Dispositional Explanation for Obedience: Authoritarian Personality (AQA A-Level Psychology): Revision Notes
Dispositional Explanation for Obedience: Authoritarian Personality
What are dispositional explanations?
Dispositional explanations are internal explanations that focus on personality factors and individual characteristics that make someone more likely to obey authority. Rather than looking at situational factors, these explanations examine what's inside a person that drives their behaviour.
Dispositional explanations differ from situational explanations by focusing on what makes individuals inherently more or less likely to obey, rather than examining external environmental factors that might influence obedience.
The authoritarian personality
Psychologists, particularly Theodore Adorno, identified a specific personality type that makes individuals more prone to obedience. This became known as the authoritarian personality.
Key characteristics
People with an authoritarian personality demonstrate several distinct traits:
- Rigid submission to authority figures - They believe people should completely obey those in positions of power
- Suppression of personal beliefs - They set aside their own views in favour of authority
- Hierarchical thinking - They expect strict submission from those they perceive as lower in status
- Fixed cognitive style - They engage in black-and-white thinking with no room for grey areas
- Resistance to challenging stereotypes - Their rigid thinking prevents them from questioning established views
This personality type creates individuals who both submit to higher authority whilst expecting submission from those they view as beneath them in the social hierarchy.
The F-scale
Adorno developed the F-Scale (Fascism Scale) to measure authoritarian personality traits. This assessment tool uses a Likert-style scale where participants rate their agreement with various statements.
Example F-scale Statement:
"Respect for authority and parents are some of the most important values which a child can learn"
Participants indicate how strongly they agree or disagree with such statements, allowing researchers to quantify authoritarian tendencies.
Adorno's psychodynamic theory
Adorno proposed that authoritarian personality develops through childhood experiences, following psychodynamic principles.
The developmental process
The development of authoritarian personality follows a clear pattern rooted in early childhood experiences:
- Harsh parenting: Children who experience overly strict and disciplinarian parenting develop complex psychological responses.
- Displaced anger: On a conscious level, children appear to worship their strict parents, but unconsciously, they harbour fear and resentment towards them.
- Scapegoating: Unable to express anger towards their powerful parents, children learn to displace this anger onto seemingly 'inferior' others who appear weak and unable to defend themselves.
- Reaction formation: The process where unconscious negative feelings are transformed into conscious positive ones, explaining why these children appear to idolise harsh authority figures.
This childhood pattern establishes a lifelong tendency to target displaced anger at minority groups whilst submitting to authority figures.
Evaluation
Methodological issues with the F-scale
Acquiescence bias presents a significant problem with Adorno's measurement tool. Greenberg identified that the F-Scale is particularly vulnerable to this bias, where participants tend to respond in the same way regardless of the actual content of the statements.

**Source excerpt:**
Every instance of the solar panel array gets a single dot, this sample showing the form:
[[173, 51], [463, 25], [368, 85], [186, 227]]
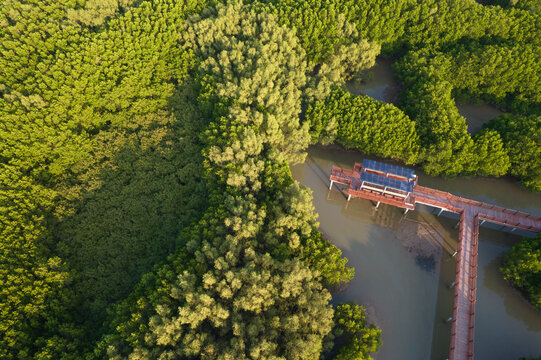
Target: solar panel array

**Requirements:**
[1] According to the revision notes on the authoritarian personality, what does the "F" in the F-Scale stand for?
[2] Write the next part of the revision notes on the authoritarian personality, picking up after their final sentence.

**Results:**
[1] Fascism.

[2]
This means participants might consistently agree or disagree with items simply based on response patterns rather than genuine beliefs. Such bias undermines the validity and reliability of the F-Scale findings, making it difficult to trust the results as accurate measures of authoritarian personality.
Limited political spectrum explanation
Christie and Jahoda argued that the authoritarian personality theory cannot account for obedience across the entire political spectrum. The F-Scale effectively measures far-right political attitudes, but fails to address left-wing authoritarianism.
Examples like Bolshevism demonstrate that authoritarian behaviour exists on the political left, yet Adorno's theory ignores these manifestations. Since authoritarian attitudes appear throughout the political spectrum rather than just on the far-right, the theory provides an incomplete explanation of obedient behaviour.
Poor ecological validity
The authoritarian personality theory struggles to explain real-world examples of mass obedience. The Nazi Germany example illustrates this limitation clearly.
It seems highly improbable that the entire German population during Nazi occupation possessed authoritarian personalities. Instead, many ordinary citizens likely shared common fears and concerns about their future, leading them to displace anxiety onto perceived 'inferior' groups through scapegoating.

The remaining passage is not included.